(Text shown)
################
The Florida Bar v. Richardson

Decision Date19 April 1990
Docket NumberNo. 73214,73214
Parties16 Fla. L. Weekly 184 THE FLORIDA BAR, Complainant, v. T. Carlton RICHARDSON, Respondent.
CourtFlorida Supreme Court

John F. Harkness, Jr., Executive Director and John T. Berry, Staff Counsel, Tallahassee, and Bonnie L. Mahon, Asst. Staff Counsel, Tampa, for complainant.

T. Carlton Richardson, Washington, D.C., in pro. per.

Daniel A. Medeiros, Tampa, for respondent.

PER CURIAM.

T. Carlton Richardson, a Florida Bar member who practices law in Washington, D.C., petitions this Court to review the referee's recommendation that he be given a public reprimand and placed on probation for six months for charging excessive attorney's fees. We have jurisdiction. Art. V, § 15, Fla.Const. For the reasons expressed, we approve the referee's findings of fact, yet find, based on the circumstances detailed below, that a ninety-one-day suspension is the more appropriate sanction.

The record indicates that on March 31, 1983, Roosevelt Jones, a seventy-four-year-old retired longshoreman, and his seventy-three-year-old wife retained Richardson to probate the estate of Leula King in Tampa, Florida. Jones agreed to pay Richardson a $500 origination fee and ten percent of the estate's gross value. The parties agreed that the origination fee would be applied toward that percentage. Nothing in the agreement indicated whether the percentage of the estate's gross value was a minimum and the agreement did not provide for an hourly rate. King's estate was not complex, consisting of one piece of real property valued at approximately $22,000. King had died approximately fifty years earlier and had no outstanding debts. Between February 24, 1984, and July 5, 1985, Richardson prepared the necessary documents to carry out the probate of King's estate. For this work, Richardson charged the Joneses $10,550.99. In this disciplinary proceeding, Richardson testified that a portion of the legal fees represented a monthly cover charge which he imposed on all of his clients to permit him to provide pro bono legal assistance, that he charged the Joneses a minimum of twenty minutes per phone call even if no one answered the phone so long as an effort was made to reach them, and that he billed the Joneses a minimum of forty-five minutes per page for documents he prepared.
################
(Material)
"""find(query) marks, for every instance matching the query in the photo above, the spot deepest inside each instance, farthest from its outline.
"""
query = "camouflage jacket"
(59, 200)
################
(What you will do)
1. Answer these questions using the Florida Bar disciplinary opinion:
(a) What sanction did the referee recommend for Richardson?
(b) What did Leula King's estate consist of, and about how much was it worth?
(c) How much did Richardson charge the Joneses for probating the estate?
2. Pick up the Florida Bar disciplinary opinion on Richardson's fees after its final sentence and keep writing it.

(Answers below)
1.
(a) A public reprimand and six months of probation.
(b) One piece of real property, valued at approximately $22,000.
(c) $10,550.99.

2.
When Richardson realized that the Joneses did not have the cash to pay the attorney's fees but had a mortgage-free residence, he suggested that they obtain a loan and assisted them in obtaining one from Community Federal Savings and Loan Association of Tampa. A substantial portion of the $13,000 loan was used to satisfy Richardson's fees.

Subsequently, Mrs. Jones consulted with another attorney, who advised her, along with her husband, that Richardson's fees were excessive. After the couple advised Richardson that they were terminating their relationship, Richardson withdrew as counsel. The Joneses retained another lawyer to complete King's estate and seek reimbursement of the attorney's fees paid to Richardson. At a hearing in the Hillsborough County Circuit Court, Probate Division, the Honorable Dennis Alvarez heard expert testimony and determined that $2,500 was a reasonable fee in the probate case and that $150.29 was the amount of costs incurred. He then directed Richardson to make restitution for all money received in excess of $2,650.29. The Second District Court of Appeal affirmed, Richardson v. Jones, 508 So.2d 739 (Fla. 2d DCA), review denied, 518 So.2d 1277 (Fla.1987), 1 but remanded the cause for a recalculation of the fees paid by the Joneses. On remand, Judge Alvarez determined that the Joneses had paid $10,550.99 for the work completed on King's estate. After subtracting $2,650.29 as reasonable attorney's fees and costs, he found that Richardson was required to reimburse King's estate $7,970. 2 The court also required Richardson to reimburse King's estate $6,500 for the expense the estate incurred in defending itself regarding the excessive attorney's fees before the probate court and the Second District Court of Appeal and $1,000 for fees incurred in the two proceedings before this Court. A final judgment was entered against Richardson on behalf of the estate. The Second District Court of Appeal rejected Richardson's appeal of this judgment as not being timely filed.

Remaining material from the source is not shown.